PROMPT A =>
Which state highways converge at Ithaca, according to the Ithaca passage? List them all.
PROMPT B =>
Answer these questions from the Ithaca passage:
(i) About how far from New York City is Ithaca?
(ii) Which airline provides twice-daily service to Detroit Metro airport?
(iii) Which cities does the intercity bus service reach via connections in Binghamton?
PROMPT C =>
Does the Ithaca passage support each statement below? Answer yes or no, and quote the deciding words.
(i) Ithaca's airport lies about three miles northeast of the city center.
(ii) An interstate highway is within a few minutes' drive of Ithaca.
(iii) The regional state highways around Ithaca are usually congested.

PAGE TEXT =>
Ithaca is in the rural Finger Lakes region about 250 miles to the northwest of New York City; the nearest larger cities, Binghamton and Syracuse, are an hour’s drive away by car.

Ithaca is served by Ithaca Tompkins Regional Airport, located about three miles to the northeast of the city center. US Airways Express offers flights to New York LaGuardia and Philadelphia using a mixture of small jets and propeller craft. Northwest Airlink provides twice-daily service to Detroit Metro airport. Many residents travel to Syracuse Hancock International Airport, Greater Binghamton Airport, Elmira-Corning Regional Airport or Greater Rochester International Airport for more service options.

Ithaca lies at over a half hour’s drive from any interstate highway, and all car trips to Ithaca involve at least some driving on two-lane state rural highways. The city is at the convergence of many regional two-lane state highways: Routes 13, 13A, 34, 79, 89, 96, 96B, and 366. These are usually not congested except in Ithaca proper. There is frequent intercity bus service by Greyhound, Adirondack Trailways, and Shortline (First Transit), particularly to Binghamton and New York City, with limited service to Rochester, Buffalo and Syracuse, and (via connections in Binghamton) to Utica and Albany.

PROVIDED INFORMATION =>
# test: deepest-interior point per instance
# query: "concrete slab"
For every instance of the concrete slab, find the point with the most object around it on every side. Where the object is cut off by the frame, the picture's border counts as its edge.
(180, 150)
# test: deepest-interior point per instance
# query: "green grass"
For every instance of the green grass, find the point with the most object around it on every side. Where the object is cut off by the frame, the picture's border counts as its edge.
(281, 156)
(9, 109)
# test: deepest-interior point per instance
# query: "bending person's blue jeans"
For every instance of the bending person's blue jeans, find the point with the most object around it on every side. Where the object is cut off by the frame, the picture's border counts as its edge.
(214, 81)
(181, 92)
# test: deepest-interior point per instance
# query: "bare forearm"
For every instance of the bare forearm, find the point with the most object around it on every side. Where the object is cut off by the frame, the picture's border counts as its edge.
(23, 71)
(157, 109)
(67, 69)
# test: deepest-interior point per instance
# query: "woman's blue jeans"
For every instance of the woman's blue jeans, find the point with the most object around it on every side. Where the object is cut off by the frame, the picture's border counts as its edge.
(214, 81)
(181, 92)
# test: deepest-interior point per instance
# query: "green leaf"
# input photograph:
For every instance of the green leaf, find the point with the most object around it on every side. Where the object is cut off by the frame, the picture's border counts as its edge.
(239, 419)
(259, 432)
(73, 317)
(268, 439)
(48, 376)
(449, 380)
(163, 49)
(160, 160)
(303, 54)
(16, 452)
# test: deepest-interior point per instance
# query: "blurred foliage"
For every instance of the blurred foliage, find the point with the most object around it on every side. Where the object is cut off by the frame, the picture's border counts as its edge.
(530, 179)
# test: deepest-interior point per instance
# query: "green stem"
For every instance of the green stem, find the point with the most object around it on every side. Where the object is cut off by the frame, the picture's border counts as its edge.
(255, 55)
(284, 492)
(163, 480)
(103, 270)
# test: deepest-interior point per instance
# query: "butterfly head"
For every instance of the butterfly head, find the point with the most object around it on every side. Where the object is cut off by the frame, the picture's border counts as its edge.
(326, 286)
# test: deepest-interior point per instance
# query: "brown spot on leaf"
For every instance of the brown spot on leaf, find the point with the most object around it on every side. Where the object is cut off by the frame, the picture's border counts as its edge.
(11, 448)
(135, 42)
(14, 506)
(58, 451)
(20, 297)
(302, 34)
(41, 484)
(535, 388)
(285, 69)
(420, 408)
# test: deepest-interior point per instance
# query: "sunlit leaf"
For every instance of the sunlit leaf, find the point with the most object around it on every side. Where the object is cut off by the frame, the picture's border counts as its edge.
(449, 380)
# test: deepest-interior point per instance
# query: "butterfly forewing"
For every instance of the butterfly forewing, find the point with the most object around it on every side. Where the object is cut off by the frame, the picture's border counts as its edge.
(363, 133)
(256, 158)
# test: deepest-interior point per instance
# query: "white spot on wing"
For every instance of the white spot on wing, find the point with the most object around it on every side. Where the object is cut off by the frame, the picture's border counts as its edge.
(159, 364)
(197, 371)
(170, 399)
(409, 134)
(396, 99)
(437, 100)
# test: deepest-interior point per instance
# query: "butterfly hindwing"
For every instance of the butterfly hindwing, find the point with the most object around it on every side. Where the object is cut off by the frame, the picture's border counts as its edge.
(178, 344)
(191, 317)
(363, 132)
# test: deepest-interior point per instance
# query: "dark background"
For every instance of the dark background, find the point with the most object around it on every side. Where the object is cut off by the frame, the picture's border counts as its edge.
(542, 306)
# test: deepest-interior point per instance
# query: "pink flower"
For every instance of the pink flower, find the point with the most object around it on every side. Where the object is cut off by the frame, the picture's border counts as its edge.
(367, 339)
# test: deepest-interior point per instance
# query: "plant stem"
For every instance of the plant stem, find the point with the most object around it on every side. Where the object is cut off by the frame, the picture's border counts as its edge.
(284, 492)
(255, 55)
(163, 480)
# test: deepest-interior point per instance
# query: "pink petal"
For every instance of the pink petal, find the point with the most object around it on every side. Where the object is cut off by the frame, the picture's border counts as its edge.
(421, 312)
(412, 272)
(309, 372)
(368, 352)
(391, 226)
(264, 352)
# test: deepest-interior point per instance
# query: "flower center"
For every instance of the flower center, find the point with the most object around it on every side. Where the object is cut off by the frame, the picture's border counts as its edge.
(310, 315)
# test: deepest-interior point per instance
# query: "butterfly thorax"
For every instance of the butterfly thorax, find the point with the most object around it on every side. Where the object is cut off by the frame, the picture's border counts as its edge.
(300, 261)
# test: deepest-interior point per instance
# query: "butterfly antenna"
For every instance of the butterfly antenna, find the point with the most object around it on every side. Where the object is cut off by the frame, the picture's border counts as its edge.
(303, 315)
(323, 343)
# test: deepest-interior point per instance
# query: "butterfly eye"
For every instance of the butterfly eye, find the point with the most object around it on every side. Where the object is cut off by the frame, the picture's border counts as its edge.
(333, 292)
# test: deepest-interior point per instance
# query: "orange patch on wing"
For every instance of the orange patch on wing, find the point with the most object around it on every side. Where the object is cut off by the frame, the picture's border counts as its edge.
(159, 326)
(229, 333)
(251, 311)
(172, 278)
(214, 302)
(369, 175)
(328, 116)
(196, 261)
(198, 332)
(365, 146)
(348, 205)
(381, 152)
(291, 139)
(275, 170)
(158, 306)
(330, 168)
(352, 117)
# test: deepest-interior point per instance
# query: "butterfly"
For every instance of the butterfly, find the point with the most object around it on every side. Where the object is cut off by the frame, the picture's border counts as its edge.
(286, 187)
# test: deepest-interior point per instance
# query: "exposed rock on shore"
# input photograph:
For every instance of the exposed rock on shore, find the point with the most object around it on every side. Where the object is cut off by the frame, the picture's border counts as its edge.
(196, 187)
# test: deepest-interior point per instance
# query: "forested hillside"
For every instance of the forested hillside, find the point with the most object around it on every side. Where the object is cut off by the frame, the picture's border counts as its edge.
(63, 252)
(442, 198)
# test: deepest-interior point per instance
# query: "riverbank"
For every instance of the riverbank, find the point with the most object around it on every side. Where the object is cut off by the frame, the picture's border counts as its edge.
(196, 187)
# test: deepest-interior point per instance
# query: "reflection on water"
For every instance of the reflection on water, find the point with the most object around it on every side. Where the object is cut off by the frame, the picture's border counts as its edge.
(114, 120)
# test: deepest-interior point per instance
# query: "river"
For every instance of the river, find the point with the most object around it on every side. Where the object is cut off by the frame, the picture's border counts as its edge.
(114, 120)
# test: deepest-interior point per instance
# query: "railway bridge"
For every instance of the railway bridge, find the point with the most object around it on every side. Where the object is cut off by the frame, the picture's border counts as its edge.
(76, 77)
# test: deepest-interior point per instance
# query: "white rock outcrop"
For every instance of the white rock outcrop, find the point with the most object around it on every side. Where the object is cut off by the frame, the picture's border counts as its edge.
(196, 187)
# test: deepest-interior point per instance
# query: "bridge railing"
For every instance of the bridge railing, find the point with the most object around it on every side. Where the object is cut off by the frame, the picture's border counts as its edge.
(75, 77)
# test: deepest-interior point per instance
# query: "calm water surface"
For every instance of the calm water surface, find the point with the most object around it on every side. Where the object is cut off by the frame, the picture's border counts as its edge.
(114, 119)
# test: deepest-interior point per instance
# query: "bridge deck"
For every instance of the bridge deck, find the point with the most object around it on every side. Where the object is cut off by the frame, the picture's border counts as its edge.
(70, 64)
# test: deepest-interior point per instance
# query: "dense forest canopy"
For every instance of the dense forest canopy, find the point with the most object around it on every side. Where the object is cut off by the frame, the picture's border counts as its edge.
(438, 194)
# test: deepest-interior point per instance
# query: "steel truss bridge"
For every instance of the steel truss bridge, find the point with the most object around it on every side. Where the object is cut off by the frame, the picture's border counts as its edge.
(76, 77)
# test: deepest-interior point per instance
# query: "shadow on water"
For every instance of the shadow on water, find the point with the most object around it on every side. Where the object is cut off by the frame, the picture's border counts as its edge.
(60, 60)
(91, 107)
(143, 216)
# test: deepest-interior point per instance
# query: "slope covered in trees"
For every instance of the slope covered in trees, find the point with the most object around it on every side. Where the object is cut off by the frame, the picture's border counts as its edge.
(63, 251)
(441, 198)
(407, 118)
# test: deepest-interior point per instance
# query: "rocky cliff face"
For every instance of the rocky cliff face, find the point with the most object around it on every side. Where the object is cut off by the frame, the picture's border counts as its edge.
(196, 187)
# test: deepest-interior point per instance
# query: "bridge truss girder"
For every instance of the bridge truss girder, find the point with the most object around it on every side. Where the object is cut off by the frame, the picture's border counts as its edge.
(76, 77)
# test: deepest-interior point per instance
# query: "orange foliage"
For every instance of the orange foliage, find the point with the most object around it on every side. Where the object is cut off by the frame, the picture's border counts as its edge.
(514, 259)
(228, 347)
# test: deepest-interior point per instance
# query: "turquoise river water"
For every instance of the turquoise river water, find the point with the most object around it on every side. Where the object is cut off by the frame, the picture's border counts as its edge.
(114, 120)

WRITTEN REPLY A =>
Routes 13, 13A, 34, 79, 89, 96, 96B, and 366.

WRITTEN REPLY B =>
(i) About 250 miles to the northwest.
(ii) Northwest Airlink.
(iii) Utica and Albany.

WRITTEN REPLY C =>
(i) Yes: "located about three miles to the northeast of the city center"
(ii) No: "Ithaca lies at over a half hour’s drive from any interstate highway"
(iii) No: "These are usually not congested except in Ithaca proper."